▸ **Assignment**: Please copy out each entry, word for word.

▸ **Given data**:

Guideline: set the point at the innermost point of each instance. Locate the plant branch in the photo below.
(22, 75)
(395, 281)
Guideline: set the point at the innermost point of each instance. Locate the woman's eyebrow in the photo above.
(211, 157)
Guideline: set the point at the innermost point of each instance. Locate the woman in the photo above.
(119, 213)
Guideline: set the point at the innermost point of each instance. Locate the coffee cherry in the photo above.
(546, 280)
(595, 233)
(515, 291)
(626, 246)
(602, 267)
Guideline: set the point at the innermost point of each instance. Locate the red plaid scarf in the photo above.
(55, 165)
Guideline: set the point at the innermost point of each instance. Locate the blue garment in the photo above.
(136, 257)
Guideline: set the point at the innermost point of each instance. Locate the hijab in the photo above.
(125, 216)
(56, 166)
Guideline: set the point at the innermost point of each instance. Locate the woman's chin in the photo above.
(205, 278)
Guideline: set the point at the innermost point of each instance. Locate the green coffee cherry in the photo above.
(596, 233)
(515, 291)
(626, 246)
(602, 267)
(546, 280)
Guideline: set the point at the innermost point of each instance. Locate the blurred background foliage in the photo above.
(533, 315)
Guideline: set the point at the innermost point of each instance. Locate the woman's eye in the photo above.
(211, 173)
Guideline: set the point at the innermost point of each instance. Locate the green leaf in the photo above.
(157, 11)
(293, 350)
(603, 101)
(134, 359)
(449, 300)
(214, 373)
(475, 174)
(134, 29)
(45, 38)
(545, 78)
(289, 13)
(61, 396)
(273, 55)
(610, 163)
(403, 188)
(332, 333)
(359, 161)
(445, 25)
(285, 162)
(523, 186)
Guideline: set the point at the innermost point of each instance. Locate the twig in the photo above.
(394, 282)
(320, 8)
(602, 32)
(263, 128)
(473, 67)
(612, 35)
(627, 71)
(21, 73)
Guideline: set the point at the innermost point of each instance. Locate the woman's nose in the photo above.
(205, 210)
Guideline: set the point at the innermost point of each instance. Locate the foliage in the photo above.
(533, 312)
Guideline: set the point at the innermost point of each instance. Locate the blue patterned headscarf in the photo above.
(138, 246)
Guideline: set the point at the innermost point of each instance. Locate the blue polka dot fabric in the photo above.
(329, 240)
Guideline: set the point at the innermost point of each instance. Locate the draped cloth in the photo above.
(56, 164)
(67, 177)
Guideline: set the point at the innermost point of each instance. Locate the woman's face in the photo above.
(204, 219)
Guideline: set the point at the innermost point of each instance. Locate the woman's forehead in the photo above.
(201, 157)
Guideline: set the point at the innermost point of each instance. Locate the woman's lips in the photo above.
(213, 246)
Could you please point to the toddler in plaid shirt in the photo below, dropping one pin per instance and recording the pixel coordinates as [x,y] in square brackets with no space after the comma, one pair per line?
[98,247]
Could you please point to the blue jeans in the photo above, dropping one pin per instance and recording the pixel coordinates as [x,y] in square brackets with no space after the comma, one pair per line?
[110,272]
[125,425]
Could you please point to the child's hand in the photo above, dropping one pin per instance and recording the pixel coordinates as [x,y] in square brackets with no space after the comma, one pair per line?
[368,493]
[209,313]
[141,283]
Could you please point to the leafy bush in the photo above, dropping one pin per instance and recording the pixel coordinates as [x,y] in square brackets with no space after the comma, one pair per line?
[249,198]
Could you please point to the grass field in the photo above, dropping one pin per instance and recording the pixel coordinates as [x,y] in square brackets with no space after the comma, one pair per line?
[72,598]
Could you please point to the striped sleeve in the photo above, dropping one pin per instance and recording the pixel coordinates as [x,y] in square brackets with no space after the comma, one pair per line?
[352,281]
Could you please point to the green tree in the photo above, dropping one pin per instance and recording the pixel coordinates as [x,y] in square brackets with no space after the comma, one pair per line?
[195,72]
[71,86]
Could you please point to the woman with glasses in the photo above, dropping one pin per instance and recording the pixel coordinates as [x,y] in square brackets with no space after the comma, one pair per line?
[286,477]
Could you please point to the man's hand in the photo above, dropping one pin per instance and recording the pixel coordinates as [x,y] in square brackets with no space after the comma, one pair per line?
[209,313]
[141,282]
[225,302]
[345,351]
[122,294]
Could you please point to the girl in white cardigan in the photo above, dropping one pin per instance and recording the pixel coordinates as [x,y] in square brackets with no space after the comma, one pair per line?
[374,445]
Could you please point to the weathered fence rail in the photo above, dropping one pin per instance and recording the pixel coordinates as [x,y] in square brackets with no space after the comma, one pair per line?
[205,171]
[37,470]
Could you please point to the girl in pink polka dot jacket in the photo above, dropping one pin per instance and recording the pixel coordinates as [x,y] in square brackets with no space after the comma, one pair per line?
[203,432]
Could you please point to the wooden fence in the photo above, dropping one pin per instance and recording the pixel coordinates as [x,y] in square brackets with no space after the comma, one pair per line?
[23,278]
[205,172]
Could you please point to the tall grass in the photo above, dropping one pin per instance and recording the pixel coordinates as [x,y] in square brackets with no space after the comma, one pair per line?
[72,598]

▸ **Answer below**:
Guideline: set the point at the innermost point of each instance. Locate the plant branch in the photo below.
(22, 75)
(395, 281)
Guideline: set the point at the innermost point of each instance. Locate the woman's eyebrow in the photo above.
(211, 157)
Guideline: set the point at the innermost point of each instance. Locate the woman in the photo above.
(119, 213)
Guideline: set the point at the innermost point of each instance. Locate the coffee cherry in the photo above.
(546, 280)
(595, 233)
(515, 291)
(626, 246)
(602, 267)
Guideline: set the point at the innermost point of each instance. Locate the red plaid scarf in the photo above.
(55, 165)
Guideline: set the point at the innermost point of each instance. Locate the blue garment in the photo above.
(136, 257)
Guideline: set the point at the innermost point of each instance. Locate the hijab in the photo above.
(125, 216)
(56, 166)
Guideline: set the point at the innermost point of each instance. Locate the woman's chin in the photo above.
(205, 278)
Guideline: set the point at the innermost point of each instance. Locate the green coffee cherry in the photo above.
(596, 233)
(515, 291)
(626, 246)
(602, 267)
(546, 280)
Guideline: set the point at the innermost point of each instance. Locate the blurred background foliage in the photo above.
(533, 315)
Guideline: set the point at the innermost point of each instance. Locate the woman's eye in the photo above.
(211, 173)
Guideline: set the point at the innermost point of each instance. Locate the green leaf in the photo above.
(157, 11)
(293, 350)
(603, 101)
(134, 359)
(449, 300)
(214, 373)
(475, 174)
(134, 29)
(45, 38)
(545, 78)
(289, 13)
(61, 396)
(273, 55)
(610, 163)
(403, 188)
(332, 333)
(359, 161)
(445, 25)
(285, 162)
(523, 186)
Guideline: set the point at the innermost point of each instance. Locate the twig in the photo above.
(394, 282)
(320, 8)
(602, 32)
(263, 128)
(473, 67)
(612, 35)
(627, 71)
(21, 73)
Guideline: set the point at the innermost point of each instance. Locate the woman's nose in the photo above.
(205, 210)
Guideline: set the point at the innermost point of each instance. Locate the foliage in the photo above.
(533, 312)
Guideline: set the point at the innermost point of each instance. Locate the blue patterned headscarf in the photo above.
(138, 246)
Guideline: set the point at the innermost point of each instance. Locate the blue polka dot fabric in the photo above.
(329, 240)
Guideline: set the point at the innermost point of each instance. Locate the draped cloth in the photo above.
(56, 164)
(67, 177)
Guideline: set the point at the innermost point of each instance. Locate the woman's face in the photo above.
(204, 219)
Guideline: set the point at the innermost point of each instance. Locate the woman's forehead in the photo above.
(201, 157)
Guideline: set the point at the innermost point of each instance. Locate the woman's lips in the photo above.
(213, 246)
Could you please point to the toddler in plaid shirt in the photo below, dropping one pin per instance and recording the pixel coordinates as [x,y] in square brackets with no space after the comma, one pair per line?
[98,247]
Could you please point to the blue jeans in the photo above, dropping one pin per instance and recording the pixel coordinates as [x,y] in square brackets with no space after the comma, one pair per line?
[110,272]
[125,425]
Could you please point to the child's hand in the photo above, dropping one pin per instance and recording the pixel coordinates as [x,y] in square brackets with no space after the comma, one pair per line?
[368,493]
[209,313]
[141,283]
Could you please point to the leafy bush in the photo above, dropping one pin per instance and recording the pixel coordinates as [x,y] in square brackets with no space after the comma, one pair per line?
[249,198]
Could you please point to the grass field in the photo above, dropping one pin per instance and recording the pixel coordinates as [x,y] in square brackets with no space after the comma, one pair per line?
[72,598]
Could you please point to the striped sleeve in the photo above, dropping one pin per instance and recording the pixel coordinates as [x,y] in square brackets with no space after the comma, one pair per line?
[352,281]
Could you please point to the green tree in the photo above, dropping one pin per instance and recording the pixel coordinates as [x,y] in square brackets with no space after the comma, one pair per line?
[195,72]
[71,86]
Could you please point to the woman with glasses in the photo above, dropping one pin per instance and recording the pixel coordinates as [x,y] in square brackets with no space after the comma, one pair per line?
[286,477]
Could you please point to the man's hand in the photo above, dropping one pin per instance and recording the pixel coordinates as [x,y] in square brackets with no space after the comma, one pair per line?
[209,313]
[141,282]
[225,302]
[345,351]
[122,294]
Could you please point to the girl in white cardigan in the photo above, dropping one pin per instance and recording the pixel coordinates as [x,y] in square brackets with no space after the comma, one pair per line?
[374,445]
Could you please point to the weathered fence rail in the photo above, dropping one pin per instance and recording the pixel coordinates as [x,y] in square brackets with no space after the comma, one pair per line?
[205,171]
[37,470]
Could you please point to the girl in pink polka dot jacket in the photo above, dropping one pin per instance and recording the pixel coordinates as [x,y] in square brackets with no space after the comma, one pair per line?
[203,432]
Could you please point to the wooden fence in the photo above, dropping one pin per instance and recording the pixel coordinates as [x,y] in square brackets with no space after the comma, one pair per line?
[23,278]
[205,172]
Could you please point to the tall grass in the photo above, dropping one pin per instance and recording the pixel coordinates as [x,y] in square brackets with no space after the comma, one pair per line?
[72,598]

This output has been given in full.